- [Exercise details] Output the material exactly, keeping every line intact.

- [Data provided]
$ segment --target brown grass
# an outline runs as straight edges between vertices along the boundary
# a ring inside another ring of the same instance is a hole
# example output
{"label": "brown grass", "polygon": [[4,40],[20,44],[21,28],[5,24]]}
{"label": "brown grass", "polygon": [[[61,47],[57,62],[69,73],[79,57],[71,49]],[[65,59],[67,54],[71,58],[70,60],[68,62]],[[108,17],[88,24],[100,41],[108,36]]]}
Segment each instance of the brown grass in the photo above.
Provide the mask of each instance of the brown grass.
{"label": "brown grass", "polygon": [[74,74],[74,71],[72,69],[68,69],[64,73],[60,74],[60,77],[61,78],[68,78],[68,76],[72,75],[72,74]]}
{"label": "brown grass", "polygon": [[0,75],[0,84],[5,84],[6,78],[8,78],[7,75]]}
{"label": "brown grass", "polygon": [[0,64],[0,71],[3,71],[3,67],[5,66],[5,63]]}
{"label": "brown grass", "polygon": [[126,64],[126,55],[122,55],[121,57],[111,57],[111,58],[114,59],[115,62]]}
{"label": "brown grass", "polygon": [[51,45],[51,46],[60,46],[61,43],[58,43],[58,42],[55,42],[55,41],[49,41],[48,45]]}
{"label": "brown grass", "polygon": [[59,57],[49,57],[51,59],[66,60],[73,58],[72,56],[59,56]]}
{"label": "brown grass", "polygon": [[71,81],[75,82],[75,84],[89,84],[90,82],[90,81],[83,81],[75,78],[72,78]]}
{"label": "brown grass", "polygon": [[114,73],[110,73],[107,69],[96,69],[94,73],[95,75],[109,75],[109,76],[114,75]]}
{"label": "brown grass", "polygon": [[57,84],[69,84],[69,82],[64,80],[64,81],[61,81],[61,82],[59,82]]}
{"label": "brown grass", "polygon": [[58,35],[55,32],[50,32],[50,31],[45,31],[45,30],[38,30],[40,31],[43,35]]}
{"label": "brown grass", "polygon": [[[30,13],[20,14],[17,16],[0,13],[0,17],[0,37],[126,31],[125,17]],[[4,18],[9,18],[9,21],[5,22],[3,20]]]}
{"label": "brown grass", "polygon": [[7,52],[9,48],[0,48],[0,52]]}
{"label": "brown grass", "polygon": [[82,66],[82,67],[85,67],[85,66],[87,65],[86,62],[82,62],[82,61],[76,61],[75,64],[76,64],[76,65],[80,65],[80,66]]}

- [Response]
$ segment --target brown grass
# an outline runs as straight edges between vertices along the boundary
# a ring inside another ring of the same instance is a hole
# example output
{"label": "brown grass", "polygon": [[4,40],[20,44],[21,28],[5,24]]}
{"label": "brown grass", "polygon": [[[61,47],[57,62],[69,73],[79,57],[71,49]],[[65,59],[67,54],[71,58],[70,60],[68,62]],[[108,17],[88,24],[100,41],[108,36]]]}
Segment each instance of the brown grass in the photo above.
Provide the mask of each instance of the brown grass.
{"label": "brown grass", "polygon": [[74,74],[74,71],[72,69],[68,69],[64,73],[60,74],[60,77],[61,78],[68,78],[68,76],[72,75],[72,74]]}
{"label": "brown grass", "polygon": [[0,75],[0,84],[5,84],[6,78],[8,78],[7,75]]}
{"label": "brown grass", "polygon": [[0,64],[0,71],[3,71],[3,67],[5,66],[5,63]]}
{"label": "brown grass", "polygon": [[126,64],[126,55],[122,55],[121,57],[111,57],[111,58],[114,59],[115,62]]}
{"label": "brown grass", "polygon": [[51,45],[51,46],[60,46],[61,43],[58,43],[58,42],[55,42],[55,41],[49,41],[48,45]]}
{"label": "brown grass", "polygon": [[59,57],[49,57],[51,59],[66,60],[73,58],[72,56],[59,56]]}
{"label": "brown grass", "polygon": [[71,81],[75,82],[75,84],[89,84],[90,82],[90,81],[83,81],[75,78],[72,78]]}
{"label": "brown grass", "polygon": [[114,73],[110,73],[107,69],[96,69],[94,73],[95,75],[109,75],[109,76],[114,75]]}
{"label": "brown grass", "polygon": [[57,84],[69,84],[69,82],[64,80],[64,81],[61,81],[61,82],[59,82]]}
{"label": "brown grass", "polygon": [[58,35],[55,32],[50,32],[50,31],[45,31],[45,30],[38,30],[40,31],[43,35]]}
{"label": "brown grass", "polygon": [[[30,13],[20,14],[17,16],[0,13],[0,17],[0,37],[126,31],[125,17]],[[4,18],[9,18],[9,21],[5,22],[3,20]]]}
{"label": "brown grass", "polygon": [[7,52],[9,48],[0,48],[0,52]]}
{"label": "brown grass", "polygon": [[82,66],[82,67],[85,67],[85,66],[87,65],[86,62],[82,62],[82,61],[76,61],[75,64],[76,64],[76,65],[80,65],[80,66]]}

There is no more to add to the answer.